▸ Text shown
PGSpider extention is newly released

Posted on 2021-08-30 by Toshiba
Related Open Source

We have just newly released PGSpider extension(pgspider_ext).

This is an extension to construct High-Performance SQL Cluster Engine for distributed big data.
PGSpider enables PostgreSQL to access a number of data sources using Foreign Data Wrapper(FDW) and retrieves the distributed data source vertically.

The main feature is:
* Node partitioned table
User can get records in multi tables on some data sources by one SQL easily.
If there are 2 data sources which have the following records:

    SELECT * FROM t1_node1; -- @node1
       i | t
     ----+---
      10 | a
      11 | b
    (2 rows)

    SELECT * FROM t1_node2; -- @node2
       i | t
     ----+---
      20 | c
      21 | d
    (2 rows)

▸ Record extracts
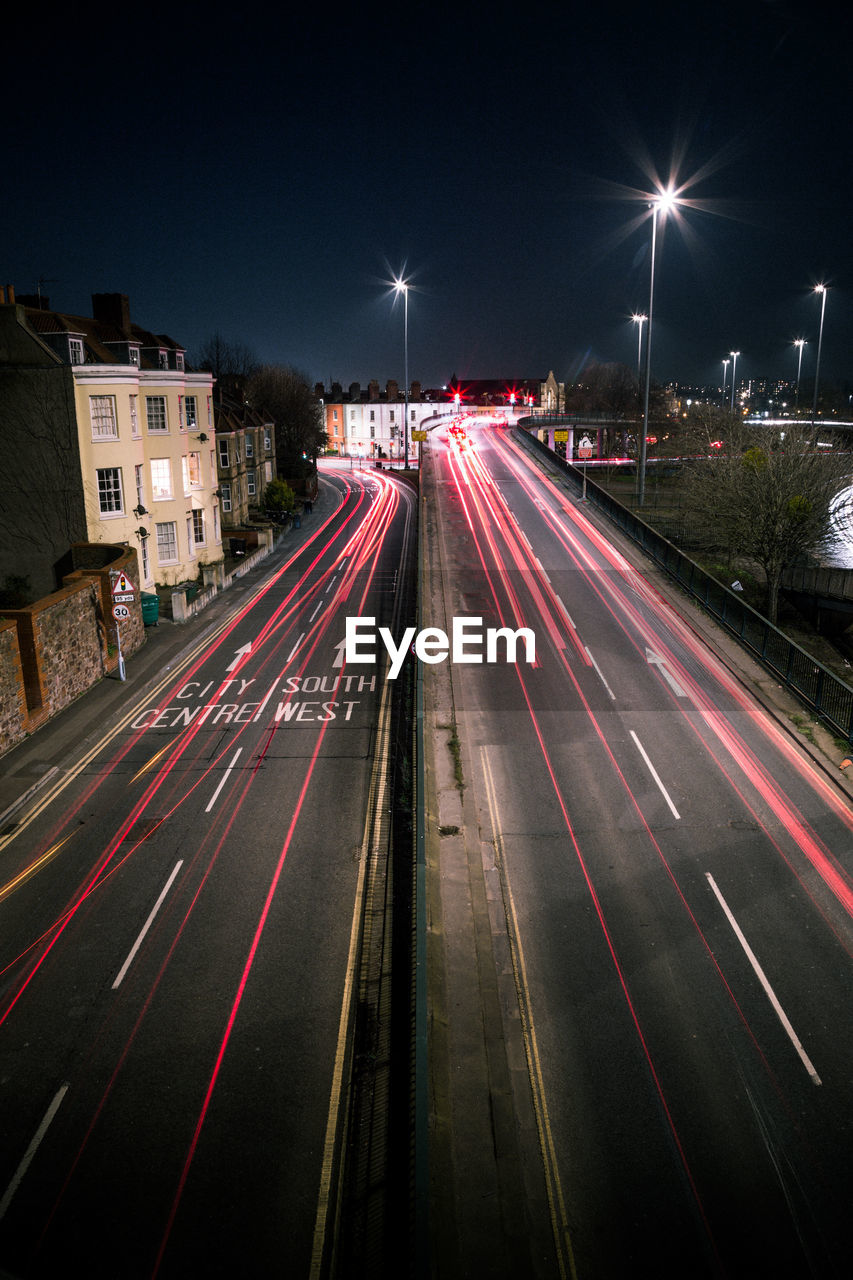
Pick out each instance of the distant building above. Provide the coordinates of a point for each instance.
(145, 433)
(369, 423)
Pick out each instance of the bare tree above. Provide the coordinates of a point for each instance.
(763, 493)
(287, 396)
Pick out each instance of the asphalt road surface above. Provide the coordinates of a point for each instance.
(177, 938)
(675, 886)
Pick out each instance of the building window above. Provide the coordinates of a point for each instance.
(160, 479)
(109, 492)
(167, 543)
(156, 414)
(103, 414)
(191, 464)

▸ Exercise set
a – According to the PGSpider announcement, what does PGSpider use to let PostgreSQL access a number of data sources?
b – Write the next part of the PGSpider announcement, picking up after its last line.
The material after the PGSpider announcement is separate from it.

▸ Answer list
a – Foreign Data Wrapper (FDW).

b –
PGSpider enables to collect these records with node identifier column like:

    SELECT * FROM t1;
      i | t | node
    ----+---+-------
     10 | a | node1
     11 | b | node1
     20 | c | node2
     21 | d | node2
     (4 rows)
  • Parallel processing
    PGSpider can fetch results from data sources in parallel.

  • Pushdown
    PGSpider can pushdown WHERE clause and aggregation functions to data sources.
    The shippability depends on datasource FDW.


This is developed by Toshiba Software Engineering & Technology Center.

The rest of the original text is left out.